- _Written exercise_
Replace "sample" with "example" in the material between the line holding "Confirm that each instance of the footprint" and the line holding "pixel 141 448", inclusive. Give back only those lines, with everything else left unchanged.

Data items
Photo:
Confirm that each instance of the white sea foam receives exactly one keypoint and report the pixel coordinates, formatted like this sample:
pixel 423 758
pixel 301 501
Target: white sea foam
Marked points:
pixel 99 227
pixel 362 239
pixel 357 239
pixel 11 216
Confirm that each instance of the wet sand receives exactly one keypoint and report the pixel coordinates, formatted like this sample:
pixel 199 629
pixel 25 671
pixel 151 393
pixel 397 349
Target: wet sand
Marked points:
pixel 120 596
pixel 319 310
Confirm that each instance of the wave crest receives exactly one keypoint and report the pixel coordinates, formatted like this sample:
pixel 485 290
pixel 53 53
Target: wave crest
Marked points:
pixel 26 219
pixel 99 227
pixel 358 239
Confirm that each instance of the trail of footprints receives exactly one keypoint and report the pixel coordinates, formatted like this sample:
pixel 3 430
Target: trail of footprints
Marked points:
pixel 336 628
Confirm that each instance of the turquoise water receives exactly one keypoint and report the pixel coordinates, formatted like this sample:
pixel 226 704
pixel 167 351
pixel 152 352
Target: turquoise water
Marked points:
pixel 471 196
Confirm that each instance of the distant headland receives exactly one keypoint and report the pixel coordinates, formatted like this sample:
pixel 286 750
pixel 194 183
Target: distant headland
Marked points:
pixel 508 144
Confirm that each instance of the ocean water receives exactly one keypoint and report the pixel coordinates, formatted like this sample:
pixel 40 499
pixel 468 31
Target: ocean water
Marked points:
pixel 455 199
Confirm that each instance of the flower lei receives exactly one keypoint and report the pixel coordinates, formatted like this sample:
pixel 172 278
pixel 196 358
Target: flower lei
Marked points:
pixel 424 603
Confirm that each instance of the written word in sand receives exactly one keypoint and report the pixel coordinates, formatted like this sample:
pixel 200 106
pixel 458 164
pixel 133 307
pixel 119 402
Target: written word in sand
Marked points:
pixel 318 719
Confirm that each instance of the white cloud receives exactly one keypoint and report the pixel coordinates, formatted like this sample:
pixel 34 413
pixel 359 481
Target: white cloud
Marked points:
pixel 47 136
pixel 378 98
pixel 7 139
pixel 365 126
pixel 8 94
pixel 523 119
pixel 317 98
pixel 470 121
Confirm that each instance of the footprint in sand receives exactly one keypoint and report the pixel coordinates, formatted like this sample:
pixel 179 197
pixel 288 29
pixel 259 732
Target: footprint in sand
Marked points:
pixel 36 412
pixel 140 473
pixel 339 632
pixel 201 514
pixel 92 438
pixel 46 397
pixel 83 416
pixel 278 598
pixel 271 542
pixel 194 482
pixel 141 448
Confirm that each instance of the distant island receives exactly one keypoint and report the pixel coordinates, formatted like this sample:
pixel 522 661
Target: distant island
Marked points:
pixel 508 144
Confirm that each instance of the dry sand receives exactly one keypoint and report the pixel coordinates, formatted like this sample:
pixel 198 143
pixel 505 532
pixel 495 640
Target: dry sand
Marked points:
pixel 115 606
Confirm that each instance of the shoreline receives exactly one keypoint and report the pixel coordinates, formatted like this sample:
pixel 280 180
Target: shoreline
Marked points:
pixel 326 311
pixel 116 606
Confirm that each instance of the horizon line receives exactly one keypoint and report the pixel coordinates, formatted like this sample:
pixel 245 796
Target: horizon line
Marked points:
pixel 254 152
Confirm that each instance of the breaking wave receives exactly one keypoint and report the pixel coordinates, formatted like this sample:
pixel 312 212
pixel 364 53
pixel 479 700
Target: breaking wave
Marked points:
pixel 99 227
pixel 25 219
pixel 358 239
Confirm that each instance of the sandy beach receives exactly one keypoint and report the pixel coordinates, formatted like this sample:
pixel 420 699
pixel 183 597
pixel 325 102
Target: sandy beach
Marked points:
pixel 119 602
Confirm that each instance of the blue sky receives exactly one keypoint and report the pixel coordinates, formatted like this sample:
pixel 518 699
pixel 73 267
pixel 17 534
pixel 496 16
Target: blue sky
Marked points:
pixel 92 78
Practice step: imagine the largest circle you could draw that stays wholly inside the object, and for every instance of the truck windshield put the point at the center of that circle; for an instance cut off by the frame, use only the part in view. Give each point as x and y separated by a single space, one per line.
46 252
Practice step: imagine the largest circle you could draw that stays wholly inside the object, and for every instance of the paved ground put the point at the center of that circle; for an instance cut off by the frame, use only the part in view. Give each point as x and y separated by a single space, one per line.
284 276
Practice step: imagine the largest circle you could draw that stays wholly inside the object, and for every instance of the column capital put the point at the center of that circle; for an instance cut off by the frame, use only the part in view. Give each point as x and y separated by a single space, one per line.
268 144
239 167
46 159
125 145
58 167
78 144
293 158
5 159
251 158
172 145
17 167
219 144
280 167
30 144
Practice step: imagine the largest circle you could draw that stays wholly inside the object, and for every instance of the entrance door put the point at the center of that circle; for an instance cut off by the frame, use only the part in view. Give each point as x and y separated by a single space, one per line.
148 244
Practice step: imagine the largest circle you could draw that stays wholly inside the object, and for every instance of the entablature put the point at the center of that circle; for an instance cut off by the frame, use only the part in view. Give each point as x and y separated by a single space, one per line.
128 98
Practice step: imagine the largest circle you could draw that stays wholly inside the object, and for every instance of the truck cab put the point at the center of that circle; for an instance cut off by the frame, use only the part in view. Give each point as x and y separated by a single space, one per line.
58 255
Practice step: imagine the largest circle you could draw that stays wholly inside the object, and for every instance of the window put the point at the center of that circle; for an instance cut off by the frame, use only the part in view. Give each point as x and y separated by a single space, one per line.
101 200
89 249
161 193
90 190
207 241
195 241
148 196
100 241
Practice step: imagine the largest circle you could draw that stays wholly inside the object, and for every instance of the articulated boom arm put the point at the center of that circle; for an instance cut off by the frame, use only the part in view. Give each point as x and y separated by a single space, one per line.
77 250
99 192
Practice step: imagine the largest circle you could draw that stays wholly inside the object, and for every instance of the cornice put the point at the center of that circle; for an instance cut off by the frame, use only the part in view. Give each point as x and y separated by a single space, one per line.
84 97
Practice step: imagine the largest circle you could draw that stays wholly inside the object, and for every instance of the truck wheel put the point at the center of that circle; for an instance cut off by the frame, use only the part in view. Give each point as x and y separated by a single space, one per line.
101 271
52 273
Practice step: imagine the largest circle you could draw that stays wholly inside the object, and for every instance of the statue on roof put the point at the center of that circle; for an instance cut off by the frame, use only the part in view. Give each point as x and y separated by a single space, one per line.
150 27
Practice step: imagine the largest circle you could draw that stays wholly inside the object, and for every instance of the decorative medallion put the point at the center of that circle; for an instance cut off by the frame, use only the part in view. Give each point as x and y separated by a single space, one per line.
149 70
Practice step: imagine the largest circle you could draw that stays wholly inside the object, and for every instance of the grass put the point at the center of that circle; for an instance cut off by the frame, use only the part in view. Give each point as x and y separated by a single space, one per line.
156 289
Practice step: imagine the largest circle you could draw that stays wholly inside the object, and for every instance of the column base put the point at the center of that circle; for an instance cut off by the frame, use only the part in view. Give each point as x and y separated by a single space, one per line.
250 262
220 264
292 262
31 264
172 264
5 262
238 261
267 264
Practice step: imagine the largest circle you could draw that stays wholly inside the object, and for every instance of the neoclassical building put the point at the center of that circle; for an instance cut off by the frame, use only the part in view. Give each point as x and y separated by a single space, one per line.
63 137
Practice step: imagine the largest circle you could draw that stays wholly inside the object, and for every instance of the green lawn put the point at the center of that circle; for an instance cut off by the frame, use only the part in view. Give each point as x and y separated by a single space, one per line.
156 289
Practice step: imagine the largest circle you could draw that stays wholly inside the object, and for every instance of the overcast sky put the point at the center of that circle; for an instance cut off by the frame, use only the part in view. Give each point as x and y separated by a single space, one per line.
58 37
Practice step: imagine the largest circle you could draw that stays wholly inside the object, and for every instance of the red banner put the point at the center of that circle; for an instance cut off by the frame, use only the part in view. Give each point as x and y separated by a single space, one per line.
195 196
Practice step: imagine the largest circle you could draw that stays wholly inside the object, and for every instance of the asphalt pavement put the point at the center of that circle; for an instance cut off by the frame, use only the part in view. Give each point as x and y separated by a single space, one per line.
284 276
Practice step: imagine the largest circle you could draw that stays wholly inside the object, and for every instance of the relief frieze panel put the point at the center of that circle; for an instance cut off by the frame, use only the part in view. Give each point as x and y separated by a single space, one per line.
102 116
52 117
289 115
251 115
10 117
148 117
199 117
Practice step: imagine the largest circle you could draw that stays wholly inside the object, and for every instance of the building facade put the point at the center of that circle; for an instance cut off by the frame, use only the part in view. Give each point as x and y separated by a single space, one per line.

- _Exercise result_
Confirm that each instance of the footprint in sand receives exactly one keypoint and report the pixel coordinates, formatted like this example:
pixel 179 197
pixel 288 29
pixel 259 732
Target: footprint in sand
Marked points:
pixel 36 412
pixel 140 473
pixel 339 632
pixel 201 514
pixel 92 438
pixel 46 397
pixel 83 416
pixel 278 598
pixel 271 542
pixel 194 482
pixel 141 448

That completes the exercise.